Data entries

=-=-=-=-=

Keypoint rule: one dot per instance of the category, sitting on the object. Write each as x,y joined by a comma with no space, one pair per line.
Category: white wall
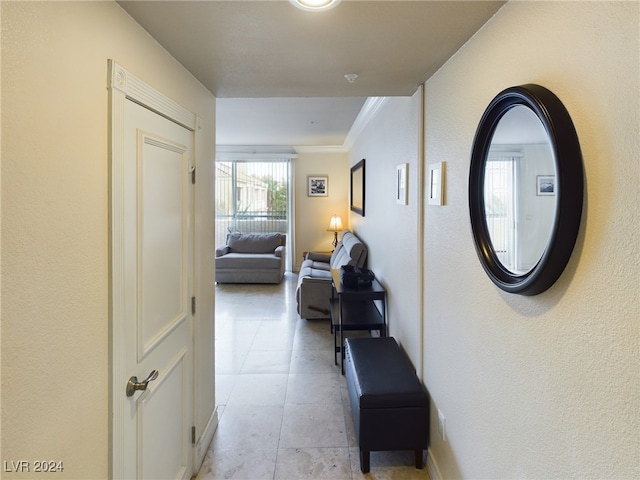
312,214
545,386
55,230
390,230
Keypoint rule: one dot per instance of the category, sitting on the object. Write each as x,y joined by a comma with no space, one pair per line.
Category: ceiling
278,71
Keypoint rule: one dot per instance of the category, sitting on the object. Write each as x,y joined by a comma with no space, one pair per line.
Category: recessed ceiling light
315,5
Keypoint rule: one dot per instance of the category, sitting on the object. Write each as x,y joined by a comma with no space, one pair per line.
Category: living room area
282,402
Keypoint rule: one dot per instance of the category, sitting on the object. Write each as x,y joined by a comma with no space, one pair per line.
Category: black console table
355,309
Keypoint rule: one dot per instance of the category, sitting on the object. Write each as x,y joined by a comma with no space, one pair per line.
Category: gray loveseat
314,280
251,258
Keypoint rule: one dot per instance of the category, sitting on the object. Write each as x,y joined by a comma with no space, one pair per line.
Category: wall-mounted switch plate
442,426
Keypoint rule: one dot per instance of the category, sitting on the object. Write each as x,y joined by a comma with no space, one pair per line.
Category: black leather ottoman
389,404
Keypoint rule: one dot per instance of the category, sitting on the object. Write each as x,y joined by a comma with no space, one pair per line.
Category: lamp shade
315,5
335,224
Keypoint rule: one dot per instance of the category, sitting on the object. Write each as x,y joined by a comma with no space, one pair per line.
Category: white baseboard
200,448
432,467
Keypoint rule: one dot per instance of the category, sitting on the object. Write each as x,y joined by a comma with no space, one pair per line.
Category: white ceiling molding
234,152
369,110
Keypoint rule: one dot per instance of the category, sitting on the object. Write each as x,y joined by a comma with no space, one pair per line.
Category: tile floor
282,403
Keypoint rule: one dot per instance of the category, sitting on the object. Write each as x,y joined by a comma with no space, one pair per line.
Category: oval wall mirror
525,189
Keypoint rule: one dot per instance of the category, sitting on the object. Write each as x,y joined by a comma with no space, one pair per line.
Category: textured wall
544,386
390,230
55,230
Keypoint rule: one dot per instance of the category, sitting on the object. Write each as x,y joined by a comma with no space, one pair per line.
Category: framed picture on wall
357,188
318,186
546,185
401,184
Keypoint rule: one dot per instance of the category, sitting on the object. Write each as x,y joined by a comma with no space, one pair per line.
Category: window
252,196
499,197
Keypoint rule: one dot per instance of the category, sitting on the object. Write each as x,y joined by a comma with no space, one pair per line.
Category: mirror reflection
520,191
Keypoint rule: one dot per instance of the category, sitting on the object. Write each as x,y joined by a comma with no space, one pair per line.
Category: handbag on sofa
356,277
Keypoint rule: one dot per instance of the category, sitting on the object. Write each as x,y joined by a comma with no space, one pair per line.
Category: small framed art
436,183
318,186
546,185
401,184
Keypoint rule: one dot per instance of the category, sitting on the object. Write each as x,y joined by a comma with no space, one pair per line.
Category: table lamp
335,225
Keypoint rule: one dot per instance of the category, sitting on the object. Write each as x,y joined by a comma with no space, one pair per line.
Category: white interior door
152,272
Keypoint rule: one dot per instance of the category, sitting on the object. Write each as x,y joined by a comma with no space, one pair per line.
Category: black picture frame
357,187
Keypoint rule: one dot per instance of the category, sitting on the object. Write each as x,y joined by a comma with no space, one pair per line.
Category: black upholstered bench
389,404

=-=-=-=-=

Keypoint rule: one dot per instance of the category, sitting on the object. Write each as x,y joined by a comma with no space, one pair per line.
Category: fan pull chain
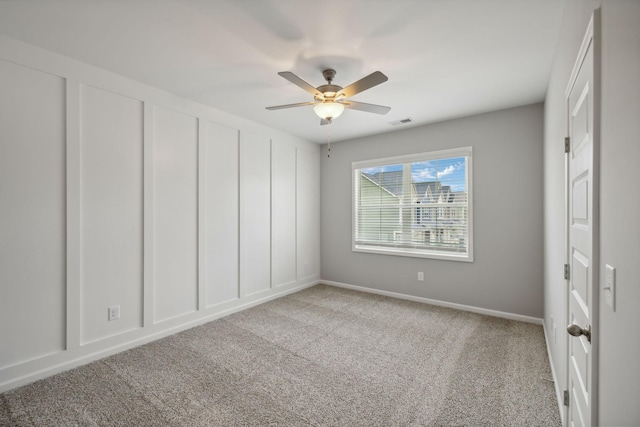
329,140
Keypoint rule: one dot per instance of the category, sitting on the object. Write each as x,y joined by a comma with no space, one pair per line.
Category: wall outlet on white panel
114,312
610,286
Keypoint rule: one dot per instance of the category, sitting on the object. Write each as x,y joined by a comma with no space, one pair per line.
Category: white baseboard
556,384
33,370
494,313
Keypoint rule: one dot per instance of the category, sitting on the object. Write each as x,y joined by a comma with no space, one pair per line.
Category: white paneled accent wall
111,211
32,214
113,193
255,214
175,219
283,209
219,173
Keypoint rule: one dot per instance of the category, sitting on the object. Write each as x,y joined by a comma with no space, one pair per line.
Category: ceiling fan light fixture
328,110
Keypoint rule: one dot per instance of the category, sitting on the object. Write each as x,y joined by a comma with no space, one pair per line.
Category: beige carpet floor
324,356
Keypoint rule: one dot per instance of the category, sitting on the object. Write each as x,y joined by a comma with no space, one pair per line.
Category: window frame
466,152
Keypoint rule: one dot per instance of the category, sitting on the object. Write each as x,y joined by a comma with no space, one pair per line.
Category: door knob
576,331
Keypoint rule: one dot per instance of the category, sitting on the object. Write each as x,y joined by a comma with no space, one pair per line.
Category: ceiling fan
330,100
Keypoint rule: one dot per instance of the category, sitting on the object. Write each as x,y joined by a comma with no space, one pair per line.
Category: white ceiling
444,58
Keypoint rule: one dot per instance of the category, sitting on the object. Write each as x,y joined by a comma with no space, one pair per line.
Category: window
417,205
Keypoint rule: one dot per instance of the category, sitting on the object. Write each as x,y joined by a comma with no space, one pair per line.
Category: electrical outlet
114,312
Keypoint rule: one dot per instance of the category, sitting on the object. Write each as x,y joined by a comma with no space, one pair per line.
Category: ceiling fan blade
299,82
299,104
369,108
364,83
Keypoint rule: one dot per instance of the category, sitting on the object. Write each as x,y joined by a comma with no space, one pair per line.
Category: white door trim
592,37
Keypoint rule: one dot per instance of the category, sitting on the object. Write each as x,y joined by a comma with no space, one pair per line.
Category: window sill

=-=-=-=-=

## Exercise aim
Count the lines in the rows above that contain the string "table", matching case exactly, and reply with only the number.

## Full solution
2